(Task instructions):
Once more, print the records exactly as given.

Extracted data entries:
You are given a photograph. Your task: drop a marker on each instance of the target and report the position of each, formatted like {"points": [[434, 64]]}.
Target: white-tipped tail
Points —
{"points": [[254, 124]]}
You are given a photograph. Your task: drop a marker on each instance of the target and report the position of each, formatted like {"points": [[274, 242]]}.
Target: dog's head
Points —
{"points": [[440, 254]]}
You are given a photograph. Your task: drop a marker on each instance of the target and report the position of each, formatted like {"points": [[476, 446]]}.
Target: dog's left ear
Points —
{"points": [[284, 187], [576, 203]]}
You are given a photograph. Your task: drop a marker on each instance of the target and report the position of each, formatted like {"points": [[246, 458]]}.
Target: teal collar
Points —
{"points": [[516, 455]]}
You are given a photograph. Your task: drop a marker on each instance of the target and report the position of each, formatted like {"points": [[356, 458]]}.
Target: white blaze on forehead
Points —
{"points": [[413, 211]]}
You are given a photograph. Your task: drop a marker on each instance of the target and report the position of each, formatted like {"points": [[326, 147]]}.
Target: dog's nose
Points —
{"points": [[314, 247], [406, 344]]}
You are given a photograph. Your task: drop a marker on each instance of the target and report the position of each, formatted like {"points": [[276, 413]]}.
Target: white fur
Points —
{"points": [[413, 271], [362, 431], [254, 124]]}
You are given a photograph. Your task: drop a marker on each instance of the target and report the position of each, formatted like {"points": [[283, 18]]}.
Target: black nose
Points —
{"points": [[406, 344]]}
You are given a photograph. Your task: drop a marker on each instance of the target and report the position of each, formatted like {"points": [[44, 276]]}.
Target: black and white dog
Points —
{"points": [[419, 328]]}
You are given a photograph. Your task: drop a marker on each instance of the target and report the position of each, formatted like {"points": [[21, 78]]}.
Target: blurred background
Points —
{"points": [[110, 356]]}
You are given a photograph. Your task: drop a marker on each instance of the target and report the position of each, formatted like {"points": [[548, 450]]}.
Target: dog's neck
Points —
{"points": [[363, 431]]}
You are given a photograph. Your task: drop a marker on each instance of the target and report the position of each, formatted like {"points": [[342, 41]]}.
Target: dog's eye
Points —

(Expected answer):
You are given a photograph. Your task: drop a marker on each instance of the target and report the position of each, formatted like {"points": [[434, 64]]}.
Target: white-tipped tail
Points —
{"points": [[254, 124]]}
You are given a photograph. Your task: drop a marker on each instance of the target and report the position of each, formatted like {"points": [[274, 242]]}.
Target: dog's head
Points —
{"points": [[440, 254]]}
You are given a photograph. Your task: drop a marker on each instance of the target and report the position of each, formatted like {"points": [[476, 446]]}.
Target: dog's left ear
Points —
{"points": [[284, 187], [576, 203]]}
You are given a photograph. Your task: drop a marker on each instance of the target and report the position of each, formatted like {"points": [[246, 458]]}.
Target: teal collar
Points —
{"points": [[516, 455]]}
You are given a photograph. Your task: drop a marker on each instance of the target and report the position of each, formatted like {"points": [[356, 458]]}.
Target: white blaze on forehead
Points —
{"points": [[413, 211]]}
You are given a photograph. Your task: drop a marker on each instance of the target and report the position of each, formatted like {"points": [[326, 147]]}.
Target: dog's nose
Points —
{"points": [[314, 247], [406, 344]]}
You are given a photograph. Your task: drop a marker on each instance of the target and report the position of each, formatted like {"points": [[276, 413]]}.
Target: white fur
Points —
{"points": [[413, 271], [362, 431], [254, 124]]}
You are given a photograph. Your task: drop a marker on each instance of the target and report the position of each, formatted like {"points": [[283, 18]]}.
Target: black nose
Points —
{"points": [[406, 344]]}
You are given a photograph. Your task: drop a marker on each instance of the target and report the position of each, formatted like {"points": [[44, 276]]}.
Target: black and white dog
Points —
{"points": [[419, 328]]}
You are given a photograph. Your task: drop a marker on each instance of the target and report the position of each, formatted like {"points": [[21, 78]]}.
Target: blurred background
Points —
{"points": [[110, 356]]}
You are given a photograph. Your task: drop a marker on each instance of the target and report the position of each, formatted like {"points": [[548, 450]]}.
Target: dog's neck
Points —
{"points": [[363, 431]]}
You are given a photograph. Your task: drop a marker on each instance of the target and report the position of each, formatted like {"points": [[342, 41]]}.
Target: dog's eye
Points —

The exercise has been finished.